**Selected passage:**
☆ ☆ ☆ ☆

# Welcome Rob Glasser



## Nick (Apr 23, 2002)

Please join us in welcoming Rob Glasser to the DBSTalk staff.

Rob has been a Dish subscriber since 1998 and a member of DBSTalk.com since 2/22/05. He is in the Seattle, Washington area and works as a systems engineer.

Rob has a two Dish Players, a DVR 942 and a PVR 721.

:welcome_s *Welcome, Rob!* :wave:


----------



## Jeff McClellan (Apr 22, 2002)

Welcome Rob, good to have you here. Man, this place is growing.


----------



## Rob Glasser (Feb 22, 2005)

Thanks guys, glad I can help.


----------



## Laverne (Feb 17, 2005)

:balloons: Welcome, Rob! :grin:

Don't let that first week get ya down too much!  :lol:


----------



## Redster (Jan 14, 2004)

Welcome Rob. Thanks for helping out.


----------



## Ron Barry (Dec 10, 2002)

Welcome Rob!!!..... Glad to have a fellow Firefox fan join the team.


----------



## Mike Johnson (Jan 16, 2005)

Welcome, Rob! It's great to have another 942 user on the staff!


----------



## Malibu13 (Sep 12, 2004)

Welcome Rob.  Just remember, "Laverne is watching" :grin:


----------



## Jason Nipp (Jun 10, 2004)

Actually she is, she pointed out to me, Rob's mod status within 2 minutes of me promoting him.

She wanted a prize for noticing, Donnie, send her a prize would ya.


----------



## Laverne (Feb 17, 2005)

:shrug:

I could be slower if you want!  :grin:


----------

☆ ☆ ☆ ☆

**Challenge 1:** In the welcome thread, what does Rob work as?
The welcome thread and the entries come from unrelated sources.

**Image point annotation entries:**
☆ ☆ ☆ ☆

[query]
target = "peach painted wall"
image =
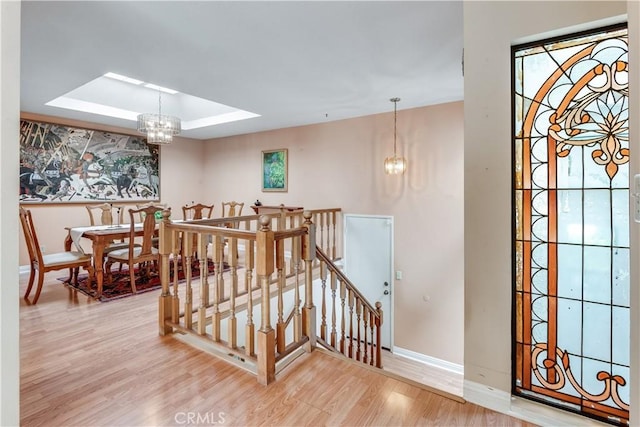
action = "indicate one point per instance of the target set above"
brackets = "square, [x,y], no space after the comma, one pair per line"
[340,164]
[181,179]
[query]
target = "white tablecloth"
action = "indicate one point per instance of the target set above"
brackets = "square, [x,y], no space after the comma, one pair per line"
[77,232]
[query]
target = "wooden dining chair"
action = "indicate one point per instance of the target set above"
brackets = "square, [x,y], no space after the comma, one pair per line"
[139,206]
[232,208]
[44,263]
[145,254]
[196,211]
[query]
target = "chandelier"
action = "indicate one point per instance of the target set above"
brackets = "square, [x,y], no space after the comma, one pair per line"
[395,165]
[159,128]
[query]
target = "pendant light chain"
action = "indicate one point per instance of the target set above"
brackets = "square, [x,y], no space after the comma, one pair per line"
[395,121]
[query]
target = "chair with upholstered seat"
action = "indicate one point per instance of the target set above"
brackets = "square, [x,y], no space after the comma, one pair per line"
[44,263]
[145,254]
[196,211]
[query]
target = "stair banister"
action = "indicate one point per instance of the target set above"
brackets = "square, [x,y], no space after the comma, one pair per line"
[308,255]
[266,334]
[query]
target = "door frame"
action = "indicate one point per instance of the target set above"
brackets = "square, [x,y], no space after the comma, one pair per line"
[386,316]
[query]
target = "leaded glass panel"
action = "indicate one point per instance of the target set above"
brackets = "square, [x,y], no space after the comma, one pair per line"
[571,204]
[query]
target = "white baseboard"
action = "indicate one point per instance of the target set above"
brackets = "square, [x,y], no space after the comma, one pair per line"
[533,412]
[433,361]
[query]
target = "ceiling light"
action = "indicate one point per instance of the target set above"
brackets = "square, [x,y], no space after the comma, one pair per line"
[395,165]
[161,89]
[159,128]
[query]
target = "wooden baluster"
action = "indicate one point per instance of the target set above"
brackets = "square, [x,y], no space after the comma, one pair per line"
[323,224]
[219,264]
[280,327]
[379,321]
[204,292]
[249,346]
[233,265]
[358,327]
[334,254]
[351,307]
[187,250]
[164,302]
[216,317]
[372,326]
[175,299]
[365,343]
[343,323]
[266,334]
[204,265]
[295,259]
[309,255]
[292,225]
[334,283]
[323,322]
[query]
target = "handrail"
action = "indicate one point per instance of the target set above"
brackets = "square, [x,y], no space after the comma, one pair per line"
[345,279]
[257,259]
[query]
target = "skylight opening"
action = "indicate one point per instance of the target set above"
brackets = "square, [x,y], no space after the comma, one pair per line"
[118,96]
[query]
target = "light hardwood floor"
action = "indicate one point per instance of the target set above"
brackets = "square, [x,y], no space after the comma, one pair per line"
[85,363]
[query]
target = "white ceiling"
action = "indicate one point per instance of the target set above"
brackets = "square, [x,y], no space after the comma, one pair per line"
[294,63]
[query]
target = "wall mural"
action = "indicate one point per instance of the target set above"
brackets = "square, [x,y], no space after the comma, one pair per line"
[66,164]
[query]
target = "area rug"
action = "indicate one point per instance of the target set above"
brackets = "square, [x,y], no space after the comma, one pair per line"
[120,287]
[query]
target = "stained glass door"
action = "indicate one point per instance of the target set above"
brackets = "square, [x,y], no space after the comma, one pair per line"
[571,223]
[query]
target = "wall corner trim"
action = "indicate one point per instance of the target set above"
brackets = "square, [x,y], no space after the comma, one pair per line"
[533,412]
[433,361]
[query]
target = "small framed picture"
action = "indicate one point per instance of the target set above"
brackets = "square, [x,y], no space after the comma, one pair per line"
[274,170]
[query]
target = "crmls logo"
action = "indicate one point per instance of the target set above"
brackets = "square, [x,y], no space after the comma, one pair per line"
[199,418]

☆ ☆ ☆ ☆

**Challenge 2:** Find each line of the entries that contains the string "ceiling", treating case as significant, and copy those lines.

**Written solution 1:** He works as a systems engineer.

**Written solution 2:**
target = "ceiling light"
target = "white ceiling"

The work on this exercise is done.